**INSTRUCTIONS FOR THE TASK:** Summarize the column on drug testing high school athletes in two sentences.
═════ DOCUMENT SEGMENT
Drug tests help athletes form healthy habits

CT asks: Should high school athletes be drug tested and should performance enhancing drugs be accepted in all sports?

Jack Anderson, Sports Editor

Professional athletes are role models. Kids look up to them for their ideals and lifestyle. Forming good habits when athletes are in high school is important, so they don’t fall victims to problems later in life. If they have the chance to play professionally, they are looked upon by millions of kids around the world.

One bad habit that can form in high school is drug use, which is why I believe high school athletes should be able to get drug tested.

First off, performance enhancing drugs are just plain cheating. They give athletes a competitive edge by allowing them to grow faster from their training when compared to other athletes within the sport. This could steal scholarships from athletes who deserve them.

“Use of synthetic human growth hormone among high school students more than doubled over the past year, from 5 to 11 percent, according to a survey released last month by the Partnership for Drug-Free Kids,” said U.S. News writer Alexandra Pannoni.

This shows that this is a growing problem within high schools. Doing drug tests will prevent this problem from growing out of control now rather than later when it could become a big one.

Teens who participate in athletics and take drugs may throw away a promising athletic career because of a drug addiction. This can be shown in the former NBA player Chris Herren, who started doing drugs when he was 18 when he experimented with cocaine, though his hard usage of the drug didn’t start until college and the NBA.

“Instead [of playing in the Celtics game], he stood in full uniform outside the Fleet Center in the pouring rain, waiting on a dealer just moments before the game,” reports CNN. “Herren shot heroin into his veins before his mother’s funeral, bailed on his wife and newborn son in the hospital to get drunk and even had to be brought back to life once after an overdose.”

Herren admits that his drug problem ruined his basketball career.

“Addiction is rock bottom,” Herren said. “I had 14 years of rock bottom.”

Athletes can throw away their careers with one drug use as they will get addicted later on, which is why it would be good to drug test them now in high school, to prevent them from throwing away their future later in college or the pros.

Overall, student athletes should be drug tested because performance enhancing drugs are cheating. Student athletes who take drugs could steal scholarships from actual hard-working students, and illegal drugs can throw away promising careers of athletes if they get addicted.

If we don’t enforce good habits now early in their careers, then this will lead to bad habits down the road. Do you really want your kids looking up to an athlete who shoots heroin and uses steroids?
══════════
═════ DATA PROVIDED
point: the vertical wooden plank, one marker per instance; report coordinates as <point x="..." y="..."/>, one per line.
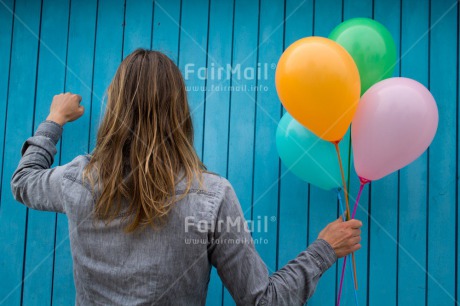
<point x="108" y="55"/>
<point x="242" y="108"/>
<point x="323" y="204"/>
<point x="75" y="137"/>
<point x="442" y="155"/>
<point x="6" y="34"/>
<point x="19" y="125"/>
<point x="192" y="61"/>
<point x="268" y="114"/>
<point x="413" y="179"/>
<point x="354" y="9"/>
<point x="166" y="27"/>
<point x="138" y="25"/>
<point x="38" y="273"/>
<point x="218" y="106"/>
<point x="293" y="211"/>
<point x="384" y="197"/>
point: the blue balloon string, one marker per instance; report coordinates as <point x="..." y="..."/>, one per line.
<point x="349" y="262"/>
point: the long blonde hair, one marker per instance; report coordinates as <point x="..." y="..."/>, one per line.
<point x="144" y="141"/>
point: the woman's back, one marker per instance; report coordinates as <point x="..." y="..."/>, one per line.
<point x="168" y="265"/>
<point x="144" y="171"/>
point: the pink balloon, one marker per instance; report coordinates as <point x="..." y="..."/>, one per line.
<point x="395" y="122"/>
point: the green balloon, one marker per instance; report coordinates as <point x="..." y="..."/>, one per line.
<point x="371" y="46"/>
<point x="309" y="157"/>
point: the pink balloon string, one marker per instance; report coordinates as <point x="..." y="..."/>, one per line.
<point x="341" y="280"/>
<point x="355" y="207"/>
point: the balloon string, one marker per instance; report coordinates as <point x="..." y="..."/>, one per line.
<point x="341" y="280"/>
<point x="361" y="187"/>
<point x="345" y="191"/>
<point x="343" y="268"/>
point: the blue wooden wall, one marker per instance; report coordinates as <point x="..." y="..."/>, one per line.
<point x="410" y="233"/>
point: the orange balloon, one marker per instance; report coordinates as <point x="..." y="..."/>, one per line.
<point x="318" y="83"/>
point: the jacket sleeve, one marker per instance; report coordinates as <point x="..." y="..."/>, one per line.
<point x="33" y="182"/>
<point x="243" y="272"/>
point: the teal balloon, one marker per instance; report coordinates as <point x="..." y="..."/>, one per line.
<point x="309" y="157"/>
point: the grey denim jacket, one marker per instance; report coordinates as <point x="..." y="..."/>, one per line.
<point x="168" y="266"/>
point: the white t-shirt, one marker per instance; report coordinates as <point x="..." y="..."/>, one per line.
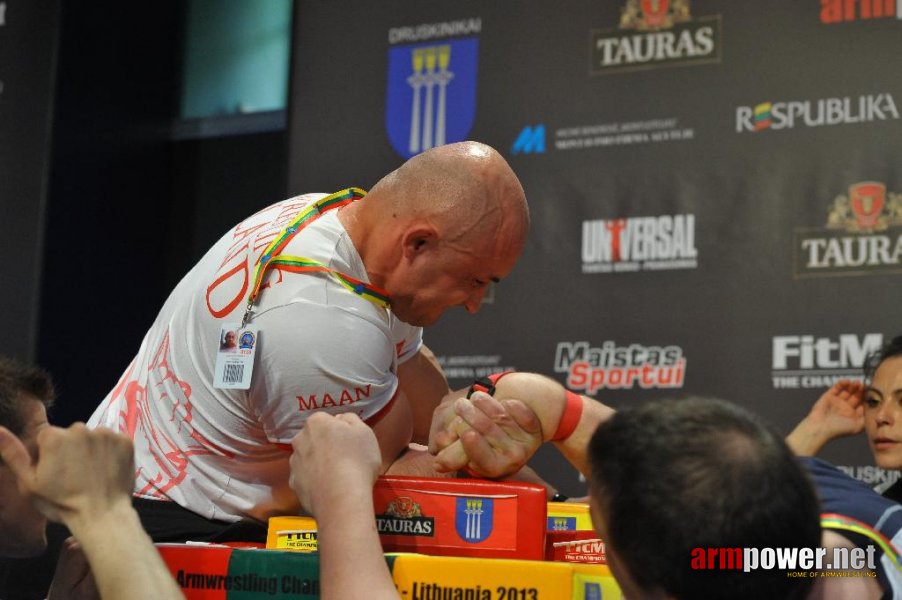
<point x="223" y="453"/>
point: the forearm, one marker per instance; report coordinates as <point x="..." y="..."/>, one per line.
<point x="423" y="382"/>
<point x="548" y="400"/>
<point x="123" y="559"/>
<point x="574" y="447"/>
<point x="347" y="539"/>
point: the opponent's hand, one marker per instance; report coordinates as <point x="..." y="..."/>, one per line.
<point x="490" y="437"/>
<point x="333" y="456"/>
<point x="837" y="413"/>
<point x="840" y="410"/>
<point x="72" y="579"/>
<point x="80" y="473"/>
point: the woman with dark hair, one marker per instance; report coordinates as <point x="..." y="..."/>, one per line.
<point x="849" y="407"/>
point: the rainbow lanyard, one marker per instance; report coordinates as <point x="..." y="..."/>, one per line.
<point x="835" y="521"/>
<point x="271" y="257"/>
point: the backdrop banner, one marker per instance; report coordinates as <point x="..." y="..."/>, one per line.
<point x="28" y="30"/>
<point x="715" y="187"/>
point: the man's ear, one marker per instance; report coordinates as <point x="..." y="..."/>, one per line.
<point x="419" y="239"/>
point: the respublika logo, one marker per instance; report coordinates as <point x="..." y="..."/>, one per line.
<point x="431" y="91"/>
<point x="847" y="110"/>
<point x="590" y="369"/>
<point x="473" y="519"/>
<point x="664" y="242"/>
<point x="530" y="140"/>
<point x="863" y="235"/>
<point x="806" y="361"/>
<point x="839" y="11"/>
<point x="664" y="36"/>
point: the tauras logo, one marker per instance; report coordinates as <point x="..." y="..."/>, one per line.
<point x="665" y="35"/>
<point x="639" y="243"/>
<point x="806" y="361"/>
<point x="404" y="516"/>
<point x="590" y="369"/>
<point x="863" y="235"/>
<point x="848" y="110"/>
<point x="838" y="11"/>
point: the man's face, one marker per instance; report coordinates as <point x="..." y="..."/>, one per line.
<point x="22" y="527"/>
<point x="446" y="276"/>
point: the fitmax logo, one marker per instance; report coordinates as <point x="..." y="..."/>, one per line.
<point x="530" y="141"/>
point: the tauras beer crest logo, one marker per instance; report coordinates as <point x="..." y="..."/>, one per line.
<point x="403" y="516"/>
<point x="839" y="11"/>
<point x="665" y="242"/>
<point x="847" y="110"/>
<point x="473" y="518"/>
<point x="863" y="235"/>
<point x="807" y="361"/>
<point x="590" y="368"/>
<point x="431" y="92"/>
<point x="655" y="33"/>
══════════
**SOLUTION:** The author argues that high school athletes should be drug tested, because performance-enhancing drugs are cheating that could steal scholarships from deserving athletes and because drug use can lead to addiction that throws away promising careers. The column cites a survey showing that synthetic human growth hormone use among high school students more than doubled over the past year, and it points to former NBA player Chris Herren, who admits his drug problem ruined his basketball career.